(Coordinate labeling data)
::::
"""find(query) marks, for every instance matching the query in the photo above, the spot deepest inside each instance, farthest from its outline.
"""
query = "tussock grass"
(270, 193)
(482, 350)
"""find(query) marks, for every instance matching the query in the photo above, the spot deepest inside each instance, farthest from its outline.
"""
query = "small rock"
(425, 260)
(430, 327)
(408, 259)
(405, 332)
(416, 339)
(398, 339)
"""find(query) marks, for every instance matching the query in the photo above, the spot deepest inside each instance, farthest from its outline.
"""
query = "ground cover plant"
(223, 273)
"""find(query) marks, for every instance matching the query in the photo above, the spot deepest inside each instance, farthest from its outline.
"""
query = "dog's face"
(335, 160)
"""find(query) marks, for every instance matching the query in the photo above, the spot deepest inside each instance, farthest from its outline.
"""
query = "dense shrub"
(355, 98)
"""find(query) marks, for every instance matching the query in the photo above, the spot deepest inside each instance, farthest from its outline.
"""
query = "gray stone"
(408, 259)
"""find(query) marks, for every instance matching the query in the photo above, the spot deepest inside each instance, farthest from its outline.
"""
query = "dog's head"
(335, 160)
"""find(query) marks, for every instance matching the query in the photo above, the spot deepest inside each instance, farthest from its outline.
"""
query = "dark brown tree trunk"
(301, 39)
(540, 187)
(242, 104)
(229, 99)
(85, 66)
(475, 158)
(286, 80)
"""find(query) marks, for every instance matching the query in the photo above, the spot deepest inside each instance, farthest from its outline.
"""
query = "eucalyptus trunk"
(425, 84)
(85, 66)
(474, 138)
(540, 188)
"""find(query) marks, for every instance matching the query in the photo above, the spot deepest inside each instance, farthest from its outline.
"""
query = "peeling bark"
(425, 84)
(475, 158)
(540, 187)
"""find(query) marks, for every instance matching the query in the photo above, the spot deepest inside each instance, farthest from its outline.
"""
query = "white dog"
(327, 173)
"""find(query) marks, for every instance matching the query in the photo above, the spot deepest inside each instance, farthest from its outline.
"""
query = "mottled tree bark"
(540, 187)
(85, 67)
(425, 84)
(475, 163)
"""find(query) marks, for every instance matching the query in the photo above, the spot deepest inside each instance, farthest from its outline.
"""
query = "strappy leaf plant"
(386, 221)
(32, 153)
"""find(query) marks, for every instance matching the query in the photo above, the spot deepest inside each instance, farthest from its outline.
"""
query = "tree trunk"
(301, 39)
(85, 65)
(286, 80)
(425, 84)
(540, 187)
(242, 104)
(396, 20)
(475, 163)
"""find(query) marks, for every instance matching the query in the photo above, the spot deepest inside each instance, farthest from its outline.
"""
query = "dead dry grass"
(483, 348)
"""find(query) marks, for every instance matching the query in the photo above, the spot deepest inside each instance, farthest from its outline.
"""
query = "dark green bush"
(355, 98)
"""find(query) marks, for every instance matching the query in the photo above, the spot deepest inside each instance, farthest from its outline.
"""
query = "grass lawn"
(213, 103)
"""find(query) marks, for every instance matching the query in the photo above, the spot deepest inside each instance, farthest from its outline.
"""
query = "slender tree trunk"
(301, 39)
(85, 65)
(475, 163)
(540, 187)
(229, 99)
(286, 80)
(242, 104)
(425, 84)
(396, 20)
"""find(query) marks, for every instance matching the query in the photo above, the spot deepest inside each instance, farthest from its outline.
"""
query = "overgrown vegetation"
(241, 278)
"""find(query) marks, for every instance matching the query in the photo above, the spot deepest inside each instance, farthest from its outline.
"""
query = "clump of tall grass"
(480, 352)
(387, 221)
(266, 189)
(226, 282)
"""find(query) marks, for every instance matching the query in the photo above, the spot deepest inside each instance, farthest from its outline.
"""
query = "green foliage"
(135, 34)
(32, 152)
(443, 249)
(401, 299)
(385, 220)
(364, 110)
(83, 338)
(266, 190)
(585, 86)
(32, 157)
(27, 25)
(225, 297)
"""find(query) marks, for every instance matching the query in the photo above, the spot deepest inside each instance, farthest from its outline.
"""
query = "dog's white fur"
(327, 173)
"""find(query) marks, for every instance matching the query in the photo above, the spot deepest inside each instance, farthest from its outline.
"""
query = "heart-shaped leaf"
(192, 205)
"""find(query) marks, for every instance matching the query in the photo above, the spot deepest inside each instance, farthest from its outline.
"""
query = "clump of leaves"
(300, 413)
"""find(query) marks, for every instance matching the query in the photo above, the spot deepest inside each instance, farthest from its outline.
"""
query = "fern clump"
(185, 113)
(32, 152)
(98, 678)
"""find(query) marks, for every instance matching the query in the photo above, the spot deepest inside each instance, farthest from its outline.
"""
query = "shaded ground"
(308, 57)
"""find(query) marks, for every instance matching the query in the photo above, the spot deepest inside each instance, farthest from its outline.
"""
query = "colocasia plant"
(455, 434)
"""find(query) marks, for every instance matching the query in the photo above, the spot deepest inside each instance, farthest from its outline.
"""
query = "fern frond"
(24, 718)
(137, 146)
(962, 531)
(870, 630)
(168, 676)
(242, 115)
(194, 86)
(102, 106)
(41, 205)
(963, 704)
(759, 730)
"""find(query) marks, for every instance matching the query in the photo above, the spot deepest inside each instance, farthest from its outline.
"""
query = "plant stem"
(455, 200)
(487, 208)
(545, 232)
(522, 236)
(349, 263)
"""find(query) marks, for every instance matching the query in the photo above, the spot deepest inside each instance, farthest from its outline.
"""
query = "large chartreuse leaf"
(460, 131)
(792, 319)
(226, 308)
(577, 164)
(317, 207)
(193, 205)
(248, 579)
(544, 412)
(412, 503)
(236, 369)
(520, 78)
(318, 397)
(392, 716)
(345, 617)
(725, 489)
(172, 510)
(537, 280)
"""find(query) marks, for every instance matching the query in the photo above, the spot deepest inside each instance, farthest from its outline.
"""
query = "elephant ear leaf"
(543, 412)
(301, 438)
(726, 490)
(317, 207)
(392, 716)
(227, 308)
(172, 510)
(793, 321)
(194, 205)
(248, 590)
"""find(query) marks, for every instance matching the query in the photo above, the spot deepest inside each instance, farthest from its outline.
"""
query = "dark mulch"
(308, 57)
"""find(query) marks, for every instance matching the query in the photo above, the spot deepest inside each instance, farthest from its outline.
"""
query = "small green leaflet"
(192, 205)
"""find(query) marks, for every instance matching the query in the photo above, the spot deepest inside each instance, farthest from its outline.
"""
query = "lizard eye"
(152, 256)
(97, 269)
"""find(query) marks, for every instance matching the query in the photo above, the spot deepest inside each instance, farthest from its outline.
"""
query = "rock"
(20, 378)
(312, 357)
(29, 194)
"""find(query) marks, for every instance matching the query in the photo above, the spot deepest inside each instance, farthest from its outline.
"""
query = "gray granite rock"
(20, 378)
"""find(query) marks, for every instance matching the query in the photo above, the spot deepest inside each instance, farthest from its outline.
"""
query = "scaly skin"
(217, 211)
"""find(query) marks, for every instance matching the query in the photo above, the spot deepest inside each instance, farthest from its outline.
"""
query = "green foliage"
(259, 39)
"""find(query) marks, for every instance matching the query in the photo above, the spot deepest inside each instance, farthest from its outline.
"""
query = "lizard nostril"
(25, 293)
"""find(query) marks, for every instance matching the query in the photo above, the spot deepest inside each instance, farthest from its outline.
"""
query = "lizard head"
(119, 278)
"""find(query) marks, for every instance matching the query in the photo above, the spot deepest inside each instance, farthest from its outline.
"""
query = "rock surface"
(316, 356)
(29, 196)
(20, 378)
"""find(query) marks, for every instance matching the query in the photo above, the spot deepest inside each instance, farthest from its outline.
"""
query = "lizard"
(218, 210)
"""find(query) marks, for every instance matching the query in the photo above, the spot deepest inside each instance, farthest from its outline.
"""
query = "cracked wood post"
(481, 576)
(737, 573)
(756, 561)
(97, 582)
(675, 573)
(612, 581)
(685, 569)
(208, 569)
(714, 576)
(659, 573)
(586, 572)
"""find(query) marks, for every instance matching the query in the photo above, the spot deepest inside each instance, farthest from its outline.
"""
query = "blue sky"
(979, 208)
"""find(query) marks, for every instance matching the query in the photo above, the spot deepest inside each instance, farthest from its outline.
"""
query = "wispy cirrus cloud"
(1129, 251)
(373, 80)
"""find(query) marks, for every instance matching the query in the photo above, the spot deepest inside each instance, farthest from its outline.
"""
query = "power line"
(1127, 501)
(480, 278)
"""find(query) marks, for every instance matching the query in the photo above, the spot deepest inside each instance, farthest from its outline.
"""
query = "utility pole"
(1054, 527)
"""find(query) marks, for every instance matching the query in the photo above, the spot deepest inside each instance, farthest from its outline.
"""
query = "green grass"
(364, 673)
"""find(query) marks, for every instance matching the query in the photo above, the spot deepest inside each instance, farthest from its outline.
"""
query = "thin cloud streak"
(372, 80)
::::
▶ **WHAT YOU SHOULD DO**
Please find every line in the entries above that contains the string "ground", matching case exactly, and copy each of those lines.

▶ **EXPECTED ANSWER**
query = "ground cover plant"
query = "shaded ground"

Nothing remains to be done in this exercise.